##### Texto fornecido #####

Pelo exposto, os alegados vícios dos atos de avaliação invocados pela Requerente, que não foram objeto de impugnação tempestiva autónoma, não podem ser fundamento de anulação da liquidação de AIMI, pelo que improcede necessariamente pedido de pronúncia arbitral quanto aos anos de 2018, 2019 e 2020.

 

Por isso, as liquidações de AIMI não podem ser anuladas com fundamento nos alegados erros nas avaliações dos prédios.

 

  1. Questão da admissibilidade de revisão oficiosa dos atos de avaliação de valores patrimoniais

 

 

A possibilidade de revisão oficiosa de atos de avaliação de valores patrimoniais não está prevista no CIMI. Assim, só à face do regime geral da revisão oficiosa, previsto no artigo 78.º da LGT, se pode aventar a possibilidade de revisão.

 

Das várias situações de revisão oficiosa previstas no artigo 78.º da LGT, as dos n.ºs 1 e 6 reportam-se a atos de liquidação (como se infere do termo inicial do prazo de quatro anos previsto no n.º 1).

 

Apenas as situações previstas nos seus n.ºs 4 e 5 deste artigo 78.º se reportam a atos de fixação da matéria tributável, categoria a que se reconduzem os atos de fixação de valores patrimoniais. Por isso, só dentro do condicionalismo previsto nestes n.ºs 4 e 5 se pode aventar a possibilidade de revisão oficiosa.

 

No entanto, é manifesto que não foi observado pelos Requerentes o prazo de três anos fixado no n.º 4 deste artigo 78.º.

 

Na verdade, todas a liquidações de AIMI se baseiam nos valores inscritos nas respetivas matrizes e fixados por avaliações realizadas entre 2012 e 2017 (conforme resulta das cadernetas prediais, juntas sob o Doc. n.º 10 a 17 pelos Requerentes), pelo que todos os atos de fixação de valores patrimoniais são anteriores a essa data.

 

Por isso, quando os Requerentes apresentaram os pedidos de revisão oficiosa, em 14/05/2021, há muito que havia expirado o prazo em que podia ser autorizada a revisão dos atos de fixação de valores patrimoniais.

 

Pelo exposto, por intempestividade está afastada esta possibilidade de revisão oficiosa.

 

 

V. DECISÃO

 

Em face do supra exposto, o Tribunal Arbitral decide:

 

  1. Julgar improcedente o pedido de pronúncia arbitral quanto à anulação do indeferimento tácito dos pedidos de revisão oficiosa e, bem assim, a anulação das liquidações de AIMI respeitantes, respetivamente, aos períodos de tributação de 2018 e 2019 e 2020;

 

  1. Julgar improcedente o pedido de reembolso da quantia de € 267 044,01 com as demais consequências legais;

 

  1. Absolver a AT do pedido de condenação no pagamento de juros indemnizatórios.

 

VI. Valor do processo

Fixa-se o valor do processo em 267.044,01 (duzentos e sessenta e sete mil e quarenta e quatro euros e um cêntimo), nos termos do disposto no artigo 32.º do CPTA e no artigo 97.º-A do CPPT, aplicáveis por força do disposto no artigo 29.º, n.º 1, alíneas a) e b), do RJAT, e do artigo 3.º, n.º 2, do Regulamento de Custas nos Processos de Arbitragem Tributária (“RCPAT”).

##### Material do exercício #####

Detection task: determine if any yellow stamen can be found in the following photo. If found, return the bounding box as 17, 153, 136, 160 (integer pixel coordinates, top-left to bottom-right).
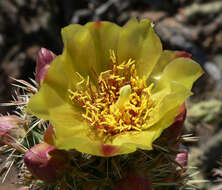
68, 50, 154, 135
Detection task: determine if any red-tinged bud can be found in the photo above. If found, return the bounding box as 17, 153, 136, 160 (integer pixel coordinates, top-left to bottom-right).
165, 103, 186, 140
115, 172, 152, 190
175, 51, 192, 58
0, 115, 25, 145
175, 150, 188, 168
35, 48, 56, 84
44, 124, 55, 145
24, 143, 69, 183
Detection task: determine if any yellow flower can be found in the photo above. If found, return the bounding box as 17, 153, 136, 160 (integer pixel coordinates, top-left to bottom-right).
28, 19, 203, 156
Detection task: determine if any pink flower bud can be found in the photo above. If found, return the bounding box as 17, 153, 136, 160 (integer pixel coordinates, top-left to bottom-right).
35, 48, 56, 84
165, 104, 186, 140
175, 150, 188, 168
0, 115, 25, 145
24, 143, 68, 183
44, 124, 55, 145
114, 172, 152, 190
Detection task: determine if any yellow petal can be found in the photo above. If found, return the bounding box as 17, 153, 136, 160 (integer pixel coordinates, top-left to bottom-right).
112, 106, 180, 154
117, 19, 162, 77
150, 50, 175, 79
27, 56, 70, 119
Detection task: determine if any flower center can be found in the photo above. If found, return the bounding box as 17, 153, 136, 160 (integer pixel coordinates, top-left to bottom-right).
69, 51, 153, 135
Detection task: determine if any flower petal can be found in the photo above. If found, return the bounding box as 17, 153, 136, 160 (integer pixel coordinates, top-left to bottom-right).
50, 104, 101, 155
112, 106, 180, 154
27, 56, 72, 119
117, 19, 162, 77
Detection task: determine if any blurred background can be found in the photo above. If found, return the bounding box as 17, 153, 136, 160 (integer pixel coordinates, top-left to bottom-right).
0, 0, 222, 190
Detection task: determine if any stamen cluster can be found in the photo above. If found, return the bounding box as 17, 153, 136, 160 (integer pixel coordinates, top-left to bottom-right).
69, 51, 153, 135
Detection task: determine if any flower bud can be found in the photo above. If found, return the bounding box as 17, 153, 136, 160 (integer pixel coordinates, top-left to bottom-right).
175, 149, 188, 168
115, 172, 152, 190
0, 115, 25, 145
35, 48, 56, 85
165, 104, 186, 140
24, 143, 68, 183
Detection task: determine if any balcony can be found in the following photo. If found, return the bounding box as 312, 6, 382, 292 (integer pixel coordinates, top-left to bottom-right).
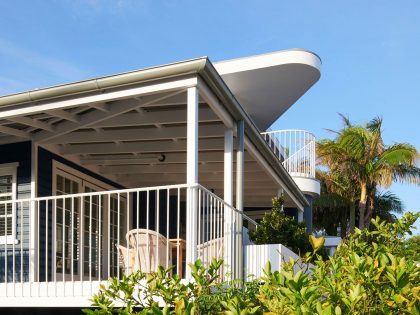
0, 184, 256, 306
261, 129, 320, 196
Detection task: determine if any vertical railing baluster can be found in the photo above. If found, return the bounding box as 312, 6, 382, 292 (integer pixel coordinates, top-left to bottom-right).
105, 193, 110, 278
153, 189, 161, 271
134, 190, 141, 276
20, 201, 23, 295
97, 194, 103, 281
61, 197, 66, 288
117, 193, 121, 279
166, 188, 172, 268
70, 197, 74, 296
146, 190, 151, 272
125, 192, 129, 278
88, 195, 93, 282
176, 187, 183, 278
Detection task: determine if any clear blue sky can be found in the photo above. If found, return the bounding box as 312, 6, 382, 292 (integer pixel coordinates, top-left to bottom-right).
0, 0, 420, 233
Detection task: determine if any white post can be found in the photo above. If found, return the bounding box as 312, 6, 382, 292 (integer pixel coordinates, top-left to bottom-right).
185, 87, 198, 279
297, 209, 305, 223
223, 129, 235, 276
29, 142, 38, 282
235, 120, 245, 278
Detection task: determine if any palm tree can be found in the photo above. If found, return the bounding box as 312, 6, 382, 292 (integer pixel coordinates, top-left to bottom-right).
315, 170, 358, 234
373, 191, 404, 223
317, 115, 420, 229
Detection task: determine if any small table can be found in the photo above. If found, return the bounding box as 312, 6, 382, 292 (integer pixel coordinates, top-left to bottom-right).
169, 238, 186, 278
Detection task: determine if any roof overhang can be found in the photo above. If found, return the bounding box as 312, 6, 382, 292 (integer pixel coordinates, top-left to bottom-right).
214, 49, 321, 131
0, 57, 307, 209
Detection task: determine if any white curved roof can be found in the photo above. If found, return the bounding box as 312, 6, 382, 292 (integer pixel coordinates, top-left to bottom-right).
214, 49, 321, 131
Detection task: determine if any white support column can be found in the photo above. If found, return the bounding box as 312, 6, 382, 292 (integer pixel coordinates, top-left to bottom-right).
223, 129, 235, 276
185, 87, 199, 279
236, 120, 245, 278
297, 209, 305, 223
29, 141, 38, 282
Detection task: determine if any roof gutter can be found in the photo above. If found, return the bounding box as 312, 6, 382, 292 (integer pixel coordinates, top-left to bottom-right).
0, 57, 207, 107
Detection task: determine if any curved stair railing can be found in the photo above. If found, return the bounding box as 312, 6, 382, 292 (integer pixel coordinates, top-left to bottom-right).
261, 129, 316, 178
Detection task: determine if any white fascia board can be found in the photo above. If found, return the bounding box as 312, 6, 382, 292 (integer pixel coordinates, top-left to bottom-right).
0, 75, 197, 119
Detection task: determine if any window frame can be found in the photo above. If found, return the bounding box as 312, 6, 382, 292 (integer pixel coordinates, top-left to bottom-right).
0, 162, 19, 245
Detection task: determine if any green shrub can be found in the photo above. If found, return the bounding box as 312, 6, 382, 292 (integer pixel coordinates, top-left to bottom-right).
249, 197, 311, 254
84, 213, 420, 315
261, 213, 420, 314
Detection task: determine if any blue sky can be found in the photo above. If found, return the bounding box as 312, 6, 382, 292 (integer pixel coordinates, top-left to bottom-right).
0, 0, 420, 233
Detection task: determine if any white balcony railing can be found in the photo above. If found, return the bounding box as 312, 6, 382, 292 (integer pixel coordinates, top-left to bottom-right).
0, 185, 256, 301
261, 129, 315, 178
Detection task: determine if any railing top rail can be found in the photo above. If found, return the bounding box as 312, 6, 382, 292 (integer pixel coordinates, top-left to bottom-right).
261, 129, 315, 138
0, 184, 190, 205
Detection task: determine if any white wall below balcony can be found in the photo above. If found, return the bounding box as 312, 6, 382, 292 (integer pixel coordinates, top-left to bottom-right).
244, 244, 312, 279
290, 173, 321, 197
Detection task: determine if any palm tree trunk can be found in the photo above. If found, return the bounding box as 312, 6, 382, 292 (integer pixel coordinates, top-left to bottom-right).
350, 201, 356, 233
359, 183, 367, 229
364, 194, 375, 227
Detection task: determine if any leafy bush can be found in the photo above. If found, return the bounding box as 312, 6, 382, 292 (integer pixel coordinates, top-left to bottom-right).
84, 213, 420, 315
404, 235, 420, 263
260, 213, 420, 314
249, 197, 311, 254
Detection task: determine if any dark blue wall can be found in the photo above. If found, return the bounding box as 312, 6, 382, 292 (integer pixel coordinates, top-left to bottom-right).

#####

Instrução A:
Reproduza palavra por palavra o trecho do texto fornecido que vai de "Pelo exposto, os" até "2019 e 2020.", inclusive.
Instrução B:
Cite sem alterações, a partir dos registos, as linhas desde a que contém "Detection task: determine if any palm tree trunk" até à que contém "364, 194, 375, 227", ambas incluídas.
Os registos não têm qualquer relação com o texto fornecido.

Resultado da tarefa A:
Pelo exposto, os alegados vícios dos atos de avaliação invocados pela Requerente, que não foram objeto de impugnação tempestiva autónoma, não podem ser fundamento de anulação da liquidação de AIMI, pelo que improcede necessariamente pedido de pronúncia arbitral quanto aos anos de 2018, 2019 e 2020.

Resultado da tarefa B:
Detection task: determine if any palm tree trunk can be found in the photo above. If found, return the bounding box as 312, 6, 382, 292 (integer pixel coordinates, top-left to bottom-right).
350, 201, 356, 233
359, 183, 367, 229
364, 194, 375, 227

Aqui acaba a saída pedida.